データソースから取得したデータ
● ● ●

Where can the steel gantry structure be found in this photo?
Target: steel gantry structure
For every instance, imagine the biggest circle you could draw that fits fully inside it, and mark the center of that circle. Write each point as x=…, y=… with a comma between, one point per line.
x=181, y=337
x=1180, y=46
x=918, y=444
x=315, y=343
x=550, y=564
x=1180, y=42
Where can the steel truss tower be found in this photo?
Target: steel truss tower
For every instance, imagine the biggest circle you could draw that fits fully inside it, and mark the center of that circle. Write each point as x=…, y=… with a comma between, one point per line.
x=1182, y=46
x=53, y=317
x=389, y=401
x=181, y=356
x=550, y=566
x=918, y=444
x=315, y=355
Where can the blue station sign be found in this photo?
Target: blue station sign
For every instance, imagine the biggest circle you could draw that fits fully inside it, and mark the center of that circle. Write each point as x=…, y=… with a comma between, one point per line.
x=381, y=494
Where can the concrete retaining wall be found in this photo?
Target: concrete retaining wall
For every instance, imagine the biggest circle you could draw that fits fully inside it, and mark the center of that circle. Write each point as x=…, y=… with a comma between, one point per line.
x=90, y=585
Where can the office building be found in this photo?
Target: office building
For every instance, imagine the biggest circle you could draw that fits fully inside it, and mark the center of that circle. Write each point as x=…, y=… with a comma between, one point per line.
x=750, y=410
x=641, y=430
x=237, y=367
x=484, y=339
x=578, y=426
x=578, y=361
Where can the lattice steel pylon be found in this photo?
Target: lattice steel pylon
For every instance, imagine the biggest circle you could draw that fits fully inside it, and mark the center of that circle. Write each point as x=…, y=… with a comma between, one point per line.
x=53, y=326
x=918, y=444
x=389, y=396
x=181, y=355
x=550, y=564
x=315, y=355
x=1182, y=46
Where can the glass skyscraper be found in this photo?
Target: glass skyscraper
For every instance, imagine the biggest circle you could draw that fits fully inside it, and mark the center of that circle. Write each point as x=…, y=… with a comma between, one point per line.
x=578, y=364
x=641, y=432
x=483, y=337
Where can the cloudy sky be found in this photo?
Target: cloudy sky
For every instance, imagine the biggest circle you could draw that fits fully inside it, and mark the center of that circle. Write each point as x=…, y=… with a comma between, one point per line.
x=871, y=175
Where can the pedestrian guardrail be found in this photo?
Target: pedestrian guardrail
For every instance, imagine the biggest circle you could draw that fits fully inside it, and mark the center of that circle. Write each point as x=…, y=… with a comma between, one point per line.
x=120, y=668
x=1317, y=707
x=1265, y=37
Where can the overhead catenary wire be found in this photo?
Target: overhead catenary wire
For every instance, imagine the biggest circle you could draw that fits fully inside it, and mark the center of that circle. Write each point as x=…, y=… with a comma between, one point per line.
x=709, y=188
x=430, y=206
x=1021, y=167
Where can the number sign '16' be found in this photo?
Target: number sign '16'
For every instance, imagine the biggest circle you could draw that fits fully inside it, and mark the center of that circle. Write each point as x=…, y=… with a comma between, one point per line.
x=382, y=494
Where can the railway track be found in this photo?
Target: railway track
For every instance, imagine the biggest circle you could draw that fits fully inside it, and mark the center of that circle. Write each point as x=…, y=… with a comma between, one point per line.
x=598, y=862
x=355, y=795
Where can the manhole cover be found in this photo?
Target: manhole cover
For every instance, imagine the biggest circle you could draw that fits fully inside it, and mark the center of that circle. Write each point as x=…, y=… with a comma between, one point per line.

● ● ●

• _課題の説明_
「Where can the railway」を含む行から「x=355, y=795」を含む行までを、「railway track」を「train track」に書き換えて示してください。それ以外の部分は変えないでください。

• _完成した課題_
Where can the train track be found in this photo?
Target: train track
For every instance, imagine the biggest circle you could draw that fits fully inside it, and mark the center of that circle. Write each point as x=…, y=… with a comma between, one point per line.
x=598, y=862
x=355, y=795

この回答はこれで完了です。